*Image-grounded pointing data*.
§ §
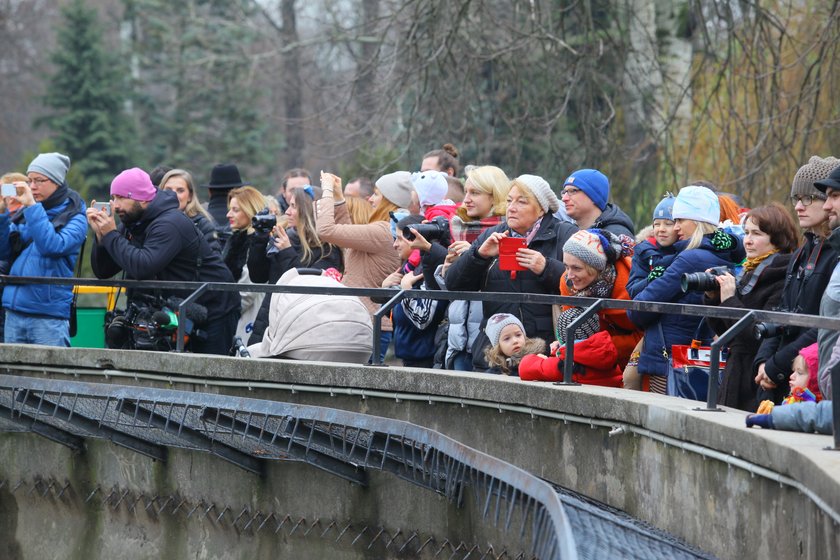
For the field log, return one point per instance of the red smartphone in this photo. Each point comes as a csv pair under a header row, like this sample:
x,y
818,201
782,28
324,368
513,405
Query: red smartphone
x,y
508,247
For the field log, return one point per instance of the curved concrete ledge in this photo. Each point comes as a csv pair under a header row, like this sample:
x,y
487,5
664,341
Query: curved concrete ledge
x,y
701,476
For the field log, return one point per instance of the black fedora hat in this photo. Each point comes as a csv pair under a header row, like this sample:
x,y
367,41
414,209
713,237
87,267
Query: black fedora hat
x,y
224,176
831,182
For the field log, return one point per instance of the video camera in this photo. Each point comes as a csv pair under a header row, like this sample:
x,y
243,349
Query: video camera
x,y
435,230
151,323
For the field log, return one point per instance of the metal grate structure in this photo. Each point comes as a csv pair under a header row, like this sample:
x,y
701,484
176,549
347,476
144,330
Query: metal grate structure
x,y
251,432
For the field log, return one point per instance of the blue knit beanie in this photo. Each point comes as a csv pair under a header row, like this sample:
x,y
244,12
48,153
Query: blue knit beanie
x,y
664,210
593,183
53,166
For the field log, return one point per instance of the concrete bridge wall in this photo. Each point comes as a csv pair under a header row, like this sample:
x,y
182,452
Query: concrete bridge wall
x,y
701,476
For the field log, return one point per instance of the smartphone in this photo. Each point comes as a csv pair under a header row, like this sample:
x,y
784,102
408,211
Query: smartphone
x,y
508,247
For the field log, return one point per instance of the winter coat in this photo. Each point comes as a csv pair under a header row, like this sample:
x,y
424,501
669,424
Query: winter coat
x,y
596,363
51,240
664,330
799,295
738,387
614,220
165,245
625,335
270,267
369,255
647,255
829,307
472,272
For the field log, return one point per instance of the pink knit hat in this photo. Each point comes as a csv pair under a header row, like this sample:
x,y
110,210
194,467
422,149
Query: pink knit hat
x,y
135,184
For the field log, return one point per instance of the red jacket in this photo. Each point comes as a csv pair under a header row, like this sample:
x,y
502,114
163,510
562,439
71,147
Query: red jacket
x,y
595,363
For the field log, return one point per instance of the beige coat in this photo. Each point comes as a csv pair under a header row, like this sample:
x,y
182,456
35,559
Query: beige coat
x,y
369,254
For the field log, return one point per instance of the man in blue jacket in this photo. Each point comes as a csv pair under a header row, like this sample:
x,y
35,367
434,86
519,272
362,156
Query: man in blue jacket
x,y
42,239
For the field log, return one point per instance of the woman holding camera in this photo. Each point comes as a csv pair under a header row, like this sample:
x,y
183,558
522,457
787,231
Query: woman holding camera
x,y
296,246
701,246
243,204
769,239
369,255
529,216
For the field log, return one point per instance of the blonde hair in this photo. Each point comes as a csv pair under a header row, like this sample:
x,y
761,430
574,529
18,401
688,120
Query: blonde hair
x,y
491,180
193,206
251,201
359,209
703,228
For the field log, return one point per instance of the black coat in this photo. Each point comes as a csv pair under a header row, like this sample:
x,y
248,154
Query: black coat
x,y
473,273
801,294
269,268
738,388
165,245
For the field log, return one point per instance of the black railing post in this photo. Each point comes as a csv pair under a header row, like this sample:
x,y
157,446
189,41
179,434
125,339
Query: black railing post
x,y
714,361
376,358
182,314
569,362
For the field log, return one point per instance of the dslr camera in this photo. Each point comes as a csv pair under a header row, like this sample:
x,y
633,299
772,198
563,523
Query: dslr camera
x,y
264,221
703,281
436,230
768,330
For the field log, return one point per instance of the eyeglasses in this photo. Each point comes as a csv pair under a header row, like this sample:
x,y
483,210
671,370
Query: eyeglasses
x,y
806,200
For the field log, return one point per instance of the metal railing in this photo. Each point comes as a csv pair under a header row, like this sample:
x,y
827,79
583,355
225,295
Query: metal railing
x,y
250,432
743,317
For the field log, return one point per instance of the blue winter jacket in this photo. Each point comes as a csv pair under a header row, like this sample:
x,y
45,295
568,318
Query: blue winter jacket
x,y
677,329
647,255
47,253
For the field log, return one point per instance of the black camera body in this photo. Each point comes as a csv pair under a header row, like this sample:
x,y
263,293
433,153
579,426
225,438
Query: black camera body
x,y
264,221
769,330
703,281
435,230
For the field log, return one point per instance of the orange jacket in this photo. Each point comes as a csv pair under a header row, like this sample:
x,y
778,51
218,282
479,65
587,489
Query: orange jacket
§ §
*TASK INSTRUCTIONS*. Starting with the top line, write out all the data above exactly; keep the pictures out.

*RESULT OF THIS EXERCISE*.
For the field log, return one point per instance of the red smartphone in this photo. Each point comes as a csv pair under a header row, like this sample:
x,y
818,201
782,28
324,368
513,405
Query: red smartphone
x,y
508,247
For the field log, return one point per instance of the curved concrete ledge in this photo. Each point comes as a csv pair under a header row, like this sample:
x,y
487,5
664,341
Query: curved concrete ledge
x,y
701,476
For the field log, return one point per instance of the black fedora hat in this photo. Each point comes as a csv pair under a header row, like this sample:
x,y
367,41
414,209
713,237
87,267
Query: black fedora hat
x,y
224,176
831,182
For the field log, return one point per instance of the video camera in this photo. Each point comes as a csv pair under a header row, like this sample:
x,y
243,349
Query: video camera
x,y
435,230
151,323
For the field log, return one point per instance of the metal grate structure in this photo. Each point comes as a csv pair under a header row, like this sample:
x,y
701,484
176,549
347,476
144,330
Query: metal grate structure
x,y
251,432
For the field log, return one point per instance of the blue knit beanie in this photo. Each point comes as a csv pair under a header row, like this sample:
x,y
244,12
48,153
Query: blue knit beanie
x,y
664,210
593,183
53,166
For the field log, return one point per instance of the concrete bridge wall in this photo. Each point comes as a csv pair under a header row, like this sample:
x,y
182,452
Query: concrete bridge wall
x,y
701,476
For the field log, return one point per instance of the smartphone in this photo. Each point comes as a csv pair under a header row, like this sample:
x,y
784,102
408,211
Query: smartphone
x,y
508,247
For the field log, return one point per instance of the winter coat in this photo. Each point comes as a csv pair under a header row, like this sample:
x,y
424,501
669,424
Query: winter coat
x,y
596,363
51,240
664,330
799,295
738,387
614,220
165,245
625,335
270,267
369,255
647,255
829,307
472,272
For the field log, return one point per instance of the pink knit hat in this photo. Each point comes as a csv pair under a header row, like this sample:
x,y
110,210
194,467
422,149
Query: pink knit hat
x,y
135,184
For the field log, return one point per instance of the red jacket in this photo. Each point comes as a csv pair under a header row, like this sample:
x,y
502,114
163,510
562,439
71,147
Query: red jacket
x,y
595,363
For the field log, return one point per instance of the beige coat in this photo. Each point comes as a csv pair under a header row, like this sample:
x,y
182,456
35,559
Query: beige coat
x,y
369,254
For the field log, return one point per instance of the man in blue jacket in this photo. Each point comes as a csv pair under a header row, like this sample:
x,y
35,367
434,86
519,272
362,156
Query: man in blue jacket
x,y
42,239
For the field log, return one point per instance of the woman holding camera in this photo. Each point comes as a csv pair under a header row, like this sample:
x,y
183,558
522,457
787,231
Query: woman holding camera
x,y
296,246
701,246
243,204
769,239
369,255
529,216
For the field log, return one point per instance of the blonde hair in this photo. Each point comes as a csv pair under a header row, like this sample:
x,y
761,430
574,529
18,401
688,120
Query: blonde hair
x,y
491,180
193,206
251,201
359,209
703,228
For the field log, return one point per instance of the black coat in this photo. Each point comes as a csv pair under a header row, like this sample:
x,y
248,154
Query: black coat
x,y
473,273
801,294
269,268
738,388
165,245
For the field log, return one point per instance of the black railing post in this photo. Each point comes as a csv pair under a header row, like this sample:
x,y
157,446
189,41
179,434
125,339
Query: black railing post
x,y
714,361
376,358
182,314
569,362
For the field log, return one point per instance of the dslr camera in this photo. Each point comes as a csv pair under a header row, like this sample:
x,y
633,299
772,198
563,523
Query: dslr camera
x,y
264,221
703,281
436,230
768,330
For the field log, return one point per instance of the eyeglasses in this photo. Each point comes as a csv pair under a header row, like this sample:
x,y
483,210
671,370
Query: eyeglasses
x,y
806,200
For the field log, return one point per instance of the metal railing in this photo. Each point comes as a csv pair under a header row, like this sample:
x,y
827,79
583,355
225,295
Query: metal railing
x,y
250,432
743,317
For the field log, return one point per instance of the blue winter jacket in this photo. Each point comes as a csv pair under a header row, like this sample:
x,y
45,295
568,318
Query: blue winter jacket
x,y
677,329
647,255
47,253
For the field log, return one point per instance of the black camera body in this photo. Each point comes as a csv pair under a header row, like this sample:
x,y
263,293
433,153
579,426
225,438
Query: black camera body
x,y
264,221
769,330
703,281
435,230
For the field log, return one point per instance of the orange jacket in this photo. Each point comes as a csv pair under a header row, like this sample:
x,y
778,51
218,282
479,65
587,489
Query: orange jacket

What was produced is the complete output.